■ EXERCISE PROMPT ■
From the article about the Sioux Falls bomb squad robot, reproduce word for word the passage starting at "Even though he’s" and ending at "every moving part.".

SIOUX FALLS, SD (KELO) — It’s been just over two years when a new recruit joined the Sioux Falls Police Department’s bomb squad. This officer is unselfishly willing to place his life on the line, to save others, when it comes to diffusing a potentially explosive emergency. Agent 605 has nerves of steel.

It’s a robo-cop that seems almost human.

“He’s got a personality, because he’ll test your character a little bit when you’re trying to run him sometimes,” Sgt. Rob Forster of the Sioux Falls Police Department said.

The Sioux Falls Police Department’s Agent 605 represents some of the latest advances in robotic technology. He comes equipped with five cameras, that allow him to see at night and even peer around corners.

“It has five different views for us, which gives us a front, a rear view, and then what we call a pan-and-tilt, where we can lift up on an arm and move it around and also where we can watch the arms and the different equipment working to make sure they’re operating correctly,” Forster said.

Agent 605 can nimbly handle any suspicious packages for police. And with its stainless steel, 550-pound frame, it can absorb a blast from up-close.

“Even if we have to deploy anything onto a package, if it does have any type of danger, we can use the robot to do that, rather than putting a human being in that spot,” Forster said.

Members of the Sioux Falls bomb squad remotely maneuver Agent 605 from a safe distance, as far as a half-mile away.

“It has a lot of pre-sets on it where the computer talks to the robot itself. It’s kind of almost like playing a video game with a joystick,” Forster said.

Agent 605 has developed a strong following among Sioux Falls school kids. A 5th grader from St. Mary school won a citywide contest by thinking up his name back in 2018. A robot, with its lifelike qualities and capabilities, can capture the imagination of any kid.

“That’s probably one of the reasons kids are drawn to it is because of the imagination. You start thinking about all of these different scenarios and the real-world application to that, it could be put in about any scenario people could dream up,” Sam Clemens of the Sioux Falls Police Department said.

Even though he’s been with the department for more than 2-years, Agent 605 still hasn’t been dispatched on an official call yet. But he provides bomb squad members with valuable training time when they put him through the paces. They have to be familiar with every moving part.

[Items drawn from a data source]
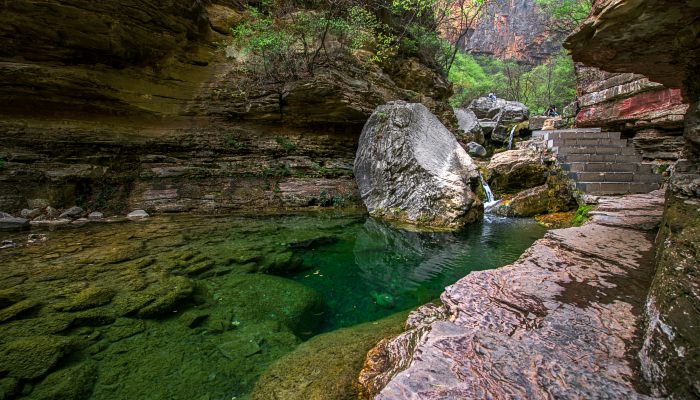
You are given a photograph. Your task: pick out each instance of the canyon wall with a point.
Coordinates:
(117, 105)
(659, 39)
(646, 111)
(514, 29)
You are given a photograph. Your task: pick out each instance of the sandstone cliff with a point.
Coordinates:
(646, 111)
(514, 29)
(134, 104)
(611, 39)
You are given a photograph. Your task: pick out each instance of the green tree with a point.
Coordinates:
(565, 15)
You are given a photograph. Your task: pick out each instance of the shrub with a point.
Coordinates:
(582, 215)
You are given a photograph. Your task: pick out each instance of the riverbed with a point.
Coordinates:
(197, 307)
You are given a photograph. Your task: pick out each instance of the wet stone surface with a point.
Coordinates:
(193, 307)
(564, 321)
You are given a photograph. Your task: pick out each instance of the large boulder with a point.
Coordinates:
(410, 168)
(498, 117)
(515, 170)
(469, 124)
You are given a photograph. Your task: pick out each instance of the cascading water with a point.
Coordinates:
(490, 200)
(510, 138)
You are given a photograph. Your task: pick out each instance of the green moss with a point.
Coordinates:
(285, 143)
(582, 215)
(325, 367)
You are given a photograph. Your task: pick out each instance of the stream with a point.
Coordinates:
(196, 307)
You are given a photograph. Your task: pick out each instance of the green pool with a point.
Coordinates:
(192, 307)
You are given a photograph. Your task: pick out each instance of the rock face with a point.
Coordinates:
(649, 112)
(515, 170)
(10, 223)
(410, 168)
(498, 117)
(671, 57)
(127, 105)
(514, 29)
(469, 124)
(560, 322)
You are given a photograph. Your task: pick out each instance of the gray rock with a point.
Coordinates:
(38, 203)
(10, 223)
(137, 214)
(73, 212)
(30, 214)
(497, 117)
(475, 149)
(51, 212)
(469, 124)
(410, 168)
(95, 216)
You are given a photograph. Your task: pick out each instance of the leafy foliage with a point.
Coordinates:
(537, 87)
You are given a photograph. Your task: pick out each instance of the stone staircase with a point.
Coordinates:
(600, 162)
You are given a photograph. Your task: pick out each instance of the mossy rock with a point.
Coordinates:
(17, 309)
(72, 383)
(32, 357)
(88, 298)
(8, 388)
(167, 296)
(281, 263)
(41, 326)
(254, 298)
(326, 366)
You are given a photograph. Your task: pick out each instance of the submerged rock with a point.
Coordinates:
(256, 298)
(410, 168)
(469, 124)
(72, 383)
(29, 214)
(73, 212)
(514, 170)
(32, 357)
(325, 366)
(561, 322)
(498, 117)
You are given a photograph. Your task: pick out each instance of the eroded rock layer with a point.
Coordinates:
(135, 104)
(646, 111)
(563, 321)
(670, 55)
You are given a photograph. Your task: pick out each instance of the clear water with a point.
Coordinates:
(199, 307)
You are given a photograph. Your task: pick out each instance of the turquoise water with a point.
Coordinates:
(372, 261)
(190, 307)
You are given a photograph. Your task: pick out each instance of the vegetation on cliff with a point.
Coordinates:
(537, 87)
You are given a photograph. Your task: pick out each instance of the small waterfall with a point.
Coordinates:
(490, 200)
(510, 138)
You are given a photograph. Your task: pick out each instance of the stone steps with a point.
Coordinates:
(601, 163)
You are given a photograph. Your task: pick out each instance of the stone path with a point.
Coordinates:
(564, 321)
(600, 162)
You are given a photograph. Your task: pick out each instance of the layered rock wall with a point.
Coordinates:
(513, 29)
(646, 111)
(669, 55)
(135, 104)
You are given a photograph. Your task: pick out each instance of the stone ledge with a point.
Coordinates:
(562, 321)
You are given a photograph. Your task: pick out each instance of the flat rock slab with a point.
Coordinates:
(564, 321)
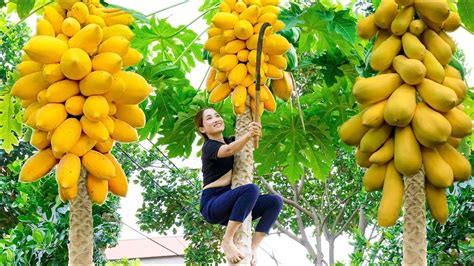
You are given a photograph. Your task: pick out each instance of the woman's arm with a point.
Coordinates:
(234, 147)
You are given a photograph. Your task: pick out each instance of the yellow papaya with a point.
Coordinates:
(437, 171)
(95, 130)
(98, 165)
(384, 154)
(37, 166)
(107, 61)
(431, 128)
(66, 135)
(83, 145)
(118, 184)
(392, 197)
(50, 116)
(377, 88)
(458, 163)
(412, 71)
(45, 49)
(437, 202)
(124, 132)
(461, 123)
(374, 177)
(88, 38)
(382, 56)
(95, 83)
(402, 20)
(401, 106)
(439, 97)
(68, 170)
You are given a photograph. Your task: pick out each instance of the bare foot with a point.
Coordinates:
(254, 258)
(231, 251)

■ ANSWER TO THE EXERCISE ■
Even though he’s been with the department for more than 2-years, Agent 605 still hasn’t been dispatched on an official call yet. But he provides bomb squad members with valuable training time when they put him through the paces. They have to be familiar with every moving part.